EXERCISE MATERIAL:

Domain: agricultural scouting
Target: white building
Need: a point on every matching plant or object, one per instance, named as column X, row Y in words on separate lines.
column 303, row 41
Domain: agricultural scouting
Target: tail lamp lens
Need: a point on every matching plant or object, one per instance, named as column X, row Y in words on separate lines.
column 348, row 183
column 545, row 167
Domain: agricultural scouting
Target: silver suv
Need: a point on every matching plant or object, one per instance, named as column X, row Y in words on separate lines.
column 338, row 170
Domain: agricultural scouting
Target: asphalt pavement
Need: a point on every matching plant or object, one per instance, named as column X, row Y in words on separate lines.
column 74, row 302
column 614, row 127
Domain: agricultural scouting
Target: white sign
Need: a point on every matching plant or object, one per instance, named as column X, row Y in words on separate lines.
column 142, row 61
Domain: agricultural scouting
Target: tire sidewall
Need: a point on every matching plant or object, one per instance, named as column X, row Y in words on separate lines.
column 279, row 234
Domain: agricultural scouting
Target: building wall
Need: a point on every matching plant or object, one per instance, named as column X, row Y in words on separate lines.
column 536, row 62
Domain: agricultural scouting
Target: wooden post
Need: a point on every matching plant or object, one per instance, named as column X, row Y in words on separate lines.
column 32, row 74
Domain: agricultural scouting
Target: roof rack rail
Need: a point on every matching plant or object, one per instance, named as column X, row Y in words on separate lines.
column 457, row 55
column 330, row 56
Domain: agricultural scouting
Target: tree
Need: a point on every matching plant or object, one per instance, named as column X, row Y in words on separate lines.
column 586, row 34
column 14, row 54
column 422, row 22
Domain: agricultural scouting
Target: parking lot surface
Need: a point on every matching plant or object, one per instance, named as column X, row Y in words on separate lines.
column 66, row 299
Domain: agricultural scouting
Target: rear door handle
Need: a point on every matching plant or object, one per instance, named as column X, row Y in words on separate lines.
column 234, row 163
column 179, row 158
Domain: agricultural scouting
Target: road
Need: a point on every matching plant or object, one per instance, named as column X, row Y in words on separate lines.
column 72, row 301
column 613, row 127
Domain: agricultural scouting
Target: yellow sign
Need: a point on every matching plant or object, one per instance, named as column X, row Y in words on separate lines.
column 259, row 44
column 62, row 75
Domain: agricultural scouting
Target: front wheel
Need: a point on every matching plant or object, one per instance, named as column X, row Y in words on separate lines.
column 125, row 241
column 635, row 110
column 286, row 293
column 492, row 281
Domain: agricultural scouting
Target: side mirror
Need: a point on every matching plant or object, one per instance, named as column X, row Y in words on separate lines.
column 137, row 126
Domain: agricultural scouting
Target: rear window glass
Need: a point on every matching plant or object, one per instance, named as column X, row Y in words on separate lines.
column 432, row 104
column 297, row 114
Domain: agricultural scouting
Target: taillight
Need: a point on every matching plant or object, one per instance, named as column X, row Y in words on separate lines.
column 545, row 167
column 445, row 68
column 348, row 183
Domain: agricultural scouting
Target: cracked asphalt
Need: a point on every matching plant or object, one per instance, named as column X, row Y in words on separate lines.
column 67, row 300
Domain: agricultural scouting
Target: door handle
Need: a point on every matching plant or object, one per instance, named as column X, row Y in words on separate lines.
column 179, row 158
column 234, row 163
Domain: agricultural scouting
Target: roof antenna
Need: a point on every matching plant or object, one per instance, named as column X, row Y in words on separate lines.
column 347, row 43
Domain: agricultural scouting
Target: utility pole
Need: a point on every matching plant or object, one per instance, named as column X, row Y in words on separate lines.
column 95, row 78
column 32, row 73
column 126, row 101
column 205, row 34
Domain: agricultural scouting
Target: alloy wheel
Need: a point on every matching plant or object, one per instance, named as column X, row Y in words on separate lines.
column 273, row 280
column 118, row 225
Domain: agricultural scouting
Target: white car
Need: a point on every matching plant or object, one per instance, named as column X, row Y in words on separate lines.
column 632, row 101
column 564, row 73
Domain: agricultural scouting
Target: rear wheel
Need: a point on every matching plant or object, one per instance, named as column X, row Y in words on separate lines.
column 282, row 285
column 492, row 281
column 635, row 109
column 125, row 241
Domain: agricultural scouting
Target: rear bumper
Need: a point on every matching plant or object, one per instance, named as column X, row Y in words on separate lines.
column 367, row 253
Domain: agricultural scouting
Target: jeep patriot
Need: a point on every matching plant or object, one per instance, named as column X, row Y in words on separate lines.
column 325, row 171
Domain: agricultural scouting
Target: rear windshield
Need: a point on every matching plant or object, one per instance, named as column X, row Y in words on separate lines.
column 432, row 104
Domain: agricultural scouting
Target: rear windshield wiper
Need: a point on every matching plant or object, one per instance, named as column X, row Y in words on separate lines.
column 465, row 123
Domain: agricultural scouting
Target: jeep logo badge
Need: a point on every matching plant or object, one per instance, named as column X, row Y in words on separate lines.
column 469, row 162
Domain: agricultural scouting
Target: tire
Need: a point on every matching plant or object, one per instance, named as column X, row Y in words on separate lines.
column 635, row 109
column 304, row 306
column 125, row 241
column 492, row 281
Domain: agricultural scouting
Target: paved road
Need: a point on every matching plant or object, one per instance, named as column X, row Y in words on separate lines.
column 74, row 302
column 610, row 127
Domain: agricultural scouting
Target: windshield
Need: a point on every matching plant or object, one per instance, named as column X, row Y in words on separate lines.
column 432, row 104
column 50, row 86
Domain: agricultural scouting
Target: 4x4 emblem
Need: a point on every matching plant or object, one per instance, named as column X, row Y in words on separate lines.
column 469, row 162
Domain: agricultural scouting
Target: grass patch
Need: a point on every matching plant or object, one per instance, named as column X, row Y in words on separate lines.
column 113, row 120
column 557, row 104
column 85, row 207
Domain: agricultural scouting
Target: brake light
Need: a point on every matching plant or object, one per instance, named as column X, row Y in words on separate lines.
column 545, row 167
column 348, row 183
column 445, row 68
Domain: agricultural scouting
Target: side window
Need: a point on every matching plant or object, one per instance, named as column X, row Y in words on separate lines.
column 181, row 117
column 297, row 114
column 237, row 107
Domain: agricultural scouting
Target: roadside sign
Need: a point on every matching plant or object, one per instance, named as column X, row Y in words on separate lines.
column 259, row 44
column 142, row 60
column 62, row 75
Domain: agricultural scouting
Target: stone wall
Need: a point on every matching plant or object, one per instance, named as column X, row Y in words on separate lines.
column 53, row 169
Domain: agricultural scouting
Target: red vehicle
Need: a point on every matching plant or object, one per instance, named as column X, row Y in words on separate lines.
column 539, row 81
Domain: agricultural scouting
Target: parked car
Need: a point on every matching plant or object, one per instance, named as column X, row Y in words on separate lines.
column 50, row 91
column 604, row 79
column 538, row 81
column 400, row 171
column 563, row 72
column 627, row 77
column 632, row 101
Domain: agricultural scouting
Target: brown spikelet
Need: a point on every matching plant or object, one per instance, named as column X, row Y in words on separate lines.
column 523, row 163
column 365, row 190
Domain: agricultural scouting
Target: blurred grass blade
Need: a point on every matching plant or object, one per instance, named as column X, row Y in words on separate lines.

TASK ITEM: Report the count of lines in the entries that contain "wheel". Nothing else should be given.

RESULT OF THE TASK: 3